Stored items
------------------------

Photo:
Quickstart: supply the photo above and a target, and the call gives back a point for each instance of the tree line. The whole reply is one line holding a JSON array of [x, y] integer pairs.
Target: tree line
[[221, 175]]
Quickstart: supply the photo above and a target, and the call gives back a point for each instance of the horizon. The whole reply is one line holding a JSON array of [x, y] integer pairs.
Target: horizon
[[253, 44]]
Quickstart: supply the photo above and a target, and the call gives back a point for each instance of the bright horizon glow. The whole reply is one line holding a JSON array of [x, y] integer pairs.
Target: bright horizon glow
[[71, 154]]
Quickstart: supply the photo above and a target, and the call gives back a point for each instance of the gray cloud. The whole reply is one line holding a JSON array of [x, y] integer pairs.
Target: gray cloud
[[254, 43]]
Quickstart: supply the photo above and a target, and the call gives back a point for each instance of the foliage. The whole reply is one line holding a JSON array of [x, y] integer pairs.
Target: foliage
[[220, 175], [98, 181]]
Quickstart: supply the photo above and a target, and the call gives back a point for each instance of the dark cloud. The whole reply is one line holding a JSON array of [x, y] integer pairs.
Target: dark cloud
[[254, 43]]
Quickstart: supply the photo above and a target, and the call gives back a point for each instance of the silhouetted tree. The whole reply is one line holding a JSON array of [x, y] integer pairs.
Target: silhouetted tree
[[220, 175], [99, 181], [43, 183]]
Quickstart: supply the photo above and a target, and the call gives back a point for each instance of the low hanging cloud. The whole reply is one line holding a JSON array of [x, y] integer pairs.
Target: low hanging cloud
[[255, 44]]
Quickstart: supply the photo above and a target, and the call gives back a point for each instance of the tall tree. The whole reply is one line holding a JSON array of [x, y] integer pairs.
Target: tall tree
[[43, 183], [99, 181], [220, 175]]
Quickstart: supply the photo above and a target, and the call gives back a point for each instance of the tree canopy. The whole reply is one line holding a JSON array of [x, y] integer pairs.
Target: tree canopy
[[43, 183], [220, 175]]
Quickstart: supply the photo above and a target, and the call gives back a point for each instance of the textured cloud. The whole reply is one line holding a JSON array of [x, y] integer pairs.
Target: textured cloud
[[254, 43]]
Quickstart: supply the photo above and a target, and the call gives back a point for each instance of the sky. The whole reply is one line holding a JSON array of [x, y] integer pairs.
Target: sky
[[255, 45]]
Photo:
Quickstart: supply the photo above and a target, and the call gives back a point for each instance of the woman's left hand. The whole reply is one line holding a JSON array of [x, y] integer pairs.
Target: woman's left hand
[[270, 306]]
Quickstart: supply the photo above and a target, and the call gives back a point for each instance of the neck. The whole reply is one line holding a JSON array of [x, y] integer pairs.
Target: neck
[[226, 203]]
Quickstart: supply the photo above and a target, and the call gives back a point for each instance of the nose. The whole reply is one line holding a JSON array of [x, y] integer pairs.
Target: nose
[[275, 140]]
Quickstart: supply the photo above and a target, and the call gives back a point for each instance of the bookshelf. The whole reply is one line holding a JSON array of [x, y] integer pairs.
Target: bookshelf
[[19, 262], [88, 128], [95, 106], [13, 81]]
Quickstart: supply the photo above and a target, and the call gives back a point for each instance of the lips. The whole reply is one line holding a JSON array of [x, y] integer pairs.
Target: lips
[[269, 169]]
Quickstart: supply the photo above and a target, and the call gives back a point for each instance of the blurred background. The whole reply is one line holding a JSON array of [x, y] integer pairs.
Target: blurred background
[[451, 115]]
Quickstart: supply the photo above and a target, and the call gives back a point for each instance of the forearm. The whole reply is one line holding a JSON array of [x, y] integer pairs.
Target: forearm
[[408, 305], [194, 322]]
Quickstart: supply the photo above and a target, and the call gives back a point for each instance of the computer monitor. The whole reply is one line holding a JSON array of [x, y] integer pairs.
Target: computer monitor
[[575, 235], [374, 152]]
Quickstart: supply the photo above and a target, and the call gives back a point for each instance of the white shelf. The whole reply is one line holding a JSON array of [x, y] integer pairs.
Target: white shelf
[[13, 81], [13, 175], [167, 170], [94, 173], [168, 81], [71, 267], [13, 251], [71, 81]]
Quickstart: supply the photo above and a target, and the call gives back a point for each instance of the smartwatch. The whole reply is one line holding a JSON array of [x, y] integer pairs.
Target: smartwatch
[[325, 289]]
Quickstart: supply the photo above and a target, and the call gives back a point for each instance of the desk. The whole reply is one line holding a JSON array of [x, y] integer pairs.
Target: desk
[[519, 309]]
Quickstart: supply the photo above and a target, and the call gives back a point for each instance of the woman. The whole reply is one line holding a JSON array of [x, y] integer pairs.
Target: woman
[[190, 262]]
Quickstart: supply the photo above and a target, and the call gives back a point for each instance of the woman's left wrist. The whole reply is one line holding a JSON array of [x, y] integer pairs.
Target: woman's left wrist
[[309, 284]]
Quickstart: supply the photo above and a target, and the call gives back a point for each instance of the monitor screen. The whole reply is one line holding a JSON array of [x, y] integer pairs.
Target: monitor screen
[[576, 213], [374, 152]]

------------------------

--- EXERCISE AIM ---
No line may be left out; the records are to be transcribed in full.

--- RESPONSE AREA ---
Photo:
Quickstart: supply the photo above and a target, and the call gives back a point for each instance of the tree line. The whole reply is one line holding a JSON array of [x, y] integer pairs.
Target: tree line
[[221, 175]]
Quickstart: supply the photo above and a target, and the call gives back a point for each instance of the horizon. The whole reply is one line holding a JSON array of [x, y] integer pairs.
Target: horizon
[[253, 44]]
Quickstart: supply the photo above and a target, and the call gives back a point for each instance of the bright horizon glow. The whole reply is one line holding a JSON array of [x, y] integer pairs.
Target: bright horizon glow
[[71, 154]]
Quickstart: supply the photo above and a target, and the call gives back a point for each instance of the gray cloud. The whole reply is one line holding a JSON array of [x, y] integer pairs.
Target: gray cloud
[[254, 43]]
Quickstart: supply the photo above and a target, and the call gives back a point for each instance of the foliage. The whole reply is one line holding a JSON array of [x, y] integer pairs.
Target: foliage
[[220, 175], [98, 181]]
Quickstart: supply the photo above and a target, and the call gives back a point for each instance of the dark cloud. The whole reply is one line holding a JSON array of [x, y] integer pairs.
Target: dark cloud
[[254, 43]]
Quickstart: supply the photo above and a target, and the call gives back a point for each instance of the silhouetted tree. The whole reply is one line holding a JSON array of [x, y] integer pairs.
Target: silhouetted tree
[[220, 175], [99, 181], [43, 183]]
Quickstart: supply the photo above and a target, and the call gives back a point for each instance of the low hanging cloud. The whole reply is one line holding a JSON array of [x, y] integer pairs.
Target: low hanging cloud
[[255, 44]]
Quickstart: supply the photo above and a target, and the call gives back a point for each instance of the tall tree. The whole reply is one line holding a JSON array of [x, y] integer pairs.
Target: tall tree
[[43, 183], [99, 181], [220, 175]]
Quickstart: supply the photo above and a target, and the call gives back a point for each instance of the tree canopy. The whole reply is one line holding a JSON array of [x, y] integer pairs.
Target: tree canopy
[[43, 183], [220, 175]]
Quickstart: supply the photo above and a target, and the call gives back a point for each instance of the textured cloud. The whole reply is one line holding a JSON array of [x, y] integer pairs.
Target: textured cloud
[[254, 43]]
Quickstart: supply the photo above and a target, and the call gives back a point for each instance of the sky. The whole reply is one line holding a JSON array of [x, y] integer pairs.
Target: sky
[[255, 45]]
Photo:
Quickstart: supply the photo above and a target, and the call gives back a point for each instance of the woman's left hand. The whole reply is one line holding a JSON array of [x, y] integer pairs.
Target: woman's left hand
[[270, 306]]
Quickstart: supply the photo above and a target, and the call gives back a point for each instance of the neck. The whole reply is one line holding a JSON array of [x, y] integer pairs.
Target: neck
[[226, 203]]
Quickstart: supply the photo above and a target, and the call gives back a point for each instance of the nose. The whole reply is one line holding a JSON array of [x, y] integer pairs.
Target: nose
[[275, 140]]
Quickstart: supply the photo above and a target, and the call gives back a point for each instance of the bookshelf. The whole reply is one line holding a JSON array of [x, y] integer pairs.
Target: bookshelf
[[19, 262], [88, 128], [95, 106], [13, 81]]
Quickstart: supply the photo above and a target, and the call gives back a point for each instance of the lips. The whole reply is one line holding a JSON array of [x, y] integer pairs.
Target: lips
[[269, 169]]
Quickstart: supply the photo above and a target, and the call gives back a point for each instance of the blurred background. The whole reply is one line holding a JSON array of [x, y] integer pairs.
Target: blurred background
[[451, 115]]
Quickstart: supply the photo above and a target, and the call gives back a point for each instance of the forearm. The whole reply is one line holding a JSON array of [x, y] integer pairs.
Target: forearm
[[408, 305], [194, 322]]
Quickstart: supply the photo above and a target, and the call gives back a point for each instance of the computer monitor. The whole reply is one line holding a JSON array of [x, y] integer pairs.
Target: computer monitor
[[575, 235], [374, 152]]
Quickstart: supply the photo above and a target, and the call gives back a point for each instance of the white shelf. The whole reply is one line holding a JSON array of [x, y] integer pairs.
Target: white shelf
[[13, 81], [13, 175], [167, 170], [94, 173], [168, 81], [71, 267], [13, 251], [71, 81]]
Quickstart: supply the photo above and a target, and the call gives back a point for each instance of the smartwatch. The whole reply is one line holding a JSON array of [x, y] integer pairs.
Target: smartwatch
[[325, 289]]
Quickstart: supply the photo above and a target, and the call gives back a point for each instance of the desk. The whole reply is one line holding a JSON array of [x, y] integer pairs.
Target: desk
[[519, 309]]
Quickstart: supply the photo above and a target, and the call gives back a point for each instance of the woman. The whole reply is one line holding a JSON array of [x, y] integer pairs.
Target: woman
[[190, 262]]
Quickstart: supply the photo above and a target, and the call gives back a point for each instance of the woman's left wrist. The whole reply is one line holding a JSON array of [x, y] integer pairs.
Target: woman's left wrist
[[309, 284]]
Quickstart: supply the photo above and a target, and the call gives back a point for each instance of the monitor screen. The whole reply is one line holding a JSON array of [x, y] integer pairs.
Target: monitor screen
[[576, 213], [374, 152]]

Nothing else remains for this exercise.